▸ The problem
Transcribe every item below verbatim, leaving out the pictures.
* BEGIN *
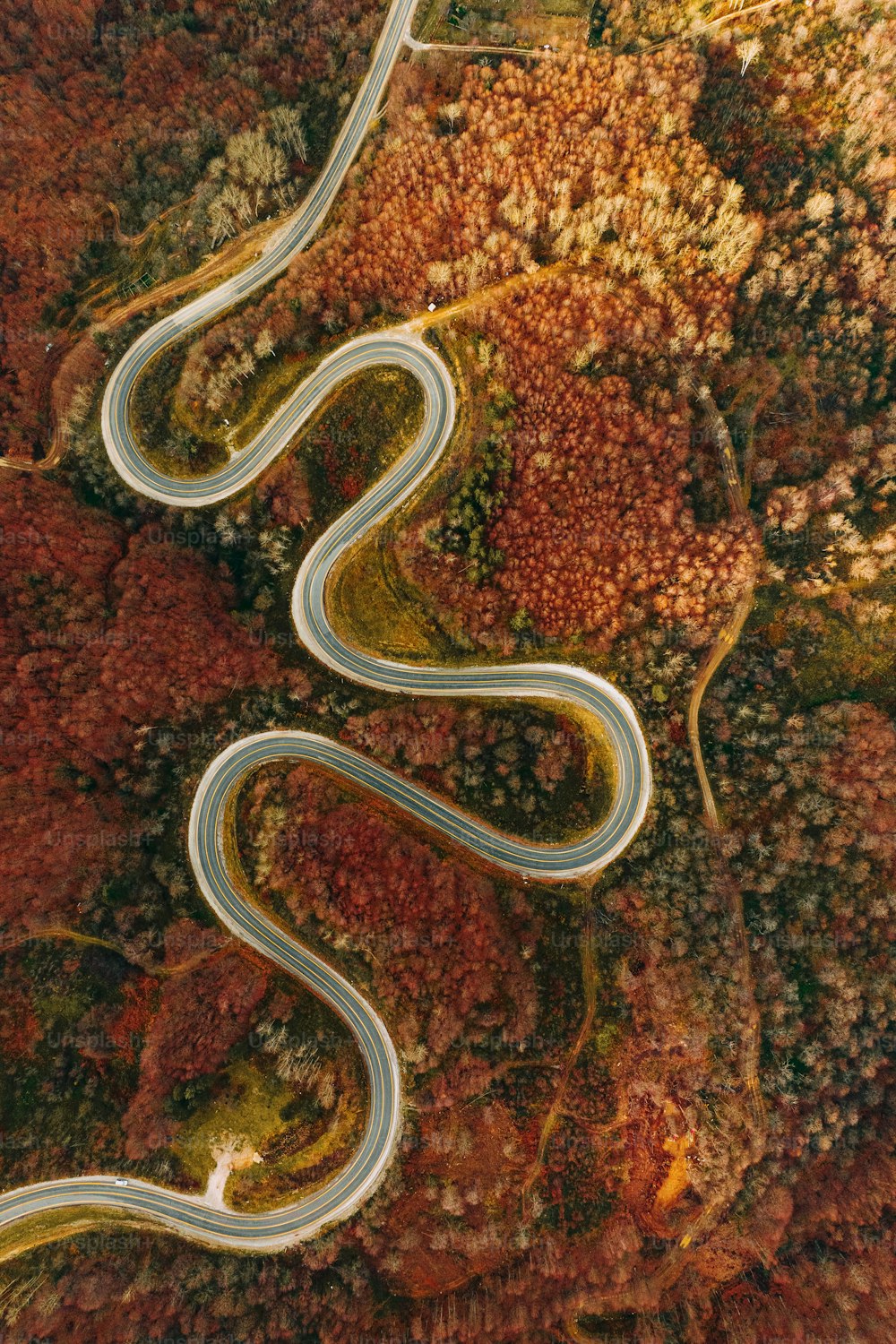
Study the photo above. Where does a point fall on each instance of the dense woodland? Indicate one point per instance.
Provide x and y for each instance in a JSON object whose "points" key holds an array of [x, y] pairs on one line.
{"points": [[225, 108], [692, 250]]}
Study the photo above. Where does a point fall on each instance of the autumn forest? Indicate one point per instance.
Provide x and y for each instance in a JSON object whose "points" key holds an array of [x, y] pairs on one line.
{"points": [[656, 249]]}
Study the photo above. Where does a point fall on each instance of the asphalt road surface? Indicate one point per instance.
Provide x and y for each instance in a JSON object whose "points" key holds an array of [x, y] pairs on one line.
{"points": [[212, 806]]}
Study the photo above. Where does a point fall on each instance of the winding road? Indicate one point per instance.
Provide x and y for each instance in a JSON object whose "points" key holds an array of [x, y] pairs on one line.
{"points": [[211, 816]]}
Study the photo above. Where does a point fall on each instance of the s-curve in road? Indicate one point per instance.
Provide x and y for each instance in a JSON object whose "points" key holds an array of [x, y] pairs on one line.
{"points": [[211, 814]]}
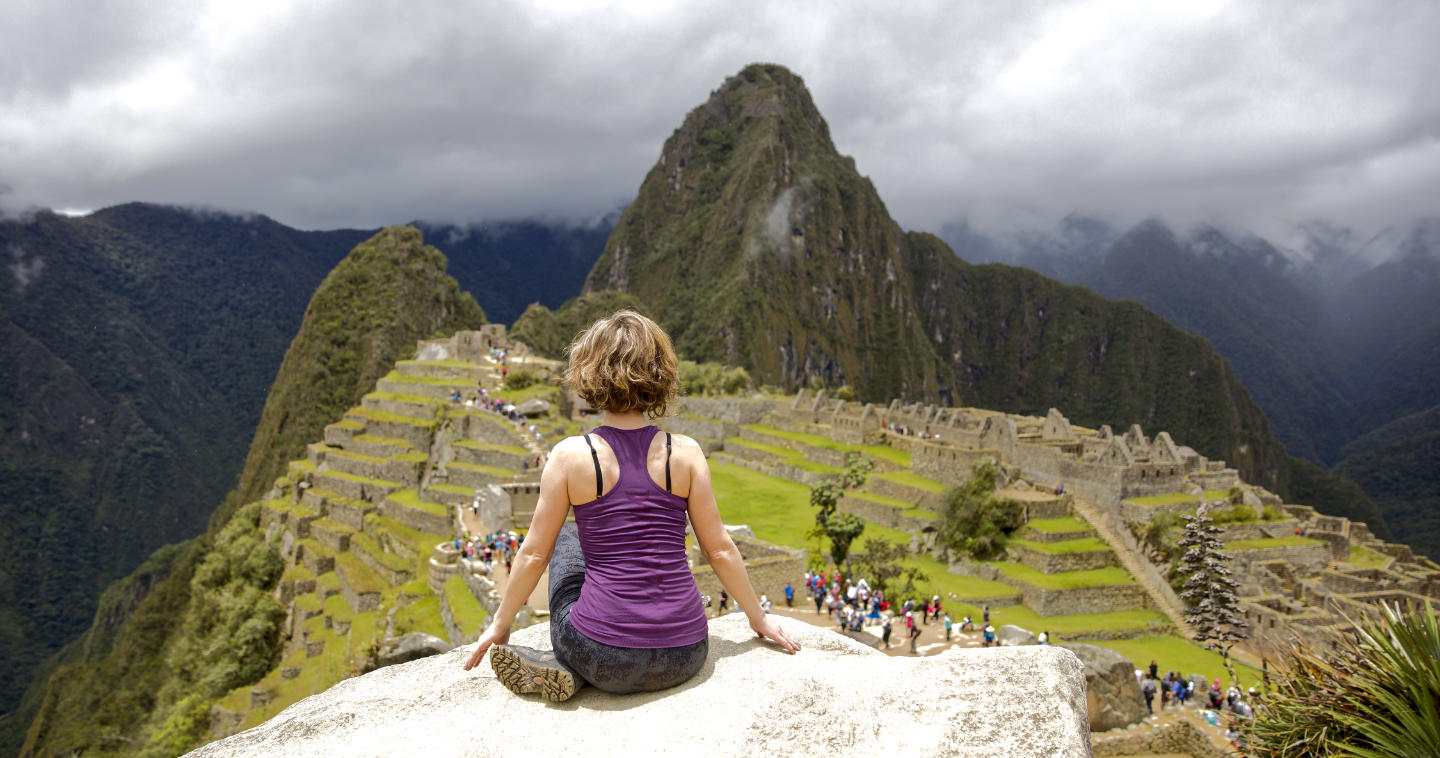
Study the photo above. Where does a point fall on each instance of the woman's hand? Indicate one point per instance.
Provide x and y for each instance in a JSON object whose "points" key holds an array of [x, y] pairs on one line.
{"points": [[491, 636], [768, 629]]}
* END *
▸ Result
Study the photo above. Where does a point fall on each instance of the dense woodland? Indicate one point per instance.
Provide x and y for each instance in a JSON object whose "points" key holds an array of [x, y] pairs on one line.
{"points": [[225, 108], [692, 250]]}
Study the photo above. Where does a point fall on each instance of the autumn forest? Indicate one point per instance.
Provide x and y for each instance in a JSON object whose "points" key holds an array of [x, y] pairs on one line.
{"points": [[656, 249]]}
Study the photo above. Where does a point fall on each instance of the asphalt road surface? Indicate one point per instance.
Provide x and y for each instance in a JSON object whose "points" key holds an array of [x, y] pairs on one line.
{"points": [[212, 806]]}
Study the photo above. Where does a point fall on each instance of the winding road? Indicate one point per instance.
Provide x and y for each instance in a JSON object whose "points" key holds an array of [x, y] pairs on one line.
{"points": [[211, 816]]}
Study the photo above. Where does a point fall on each instance of the s-curve in road? Indicate one point per instance.
Provide x and y for each instance in a JSON object whose "points" key holds an array of [x, y] pairs on one line.
{"points": [[211, 814]]}
Study the photo above. Where does a point fall on each instance of the woman's hand? Indicate one point per instance.
Provide x and y for each instance in a JSON object whose "points" key holds an array of [x, y] pairs on one line.
{"points": [[491, 636], [768, 629]]}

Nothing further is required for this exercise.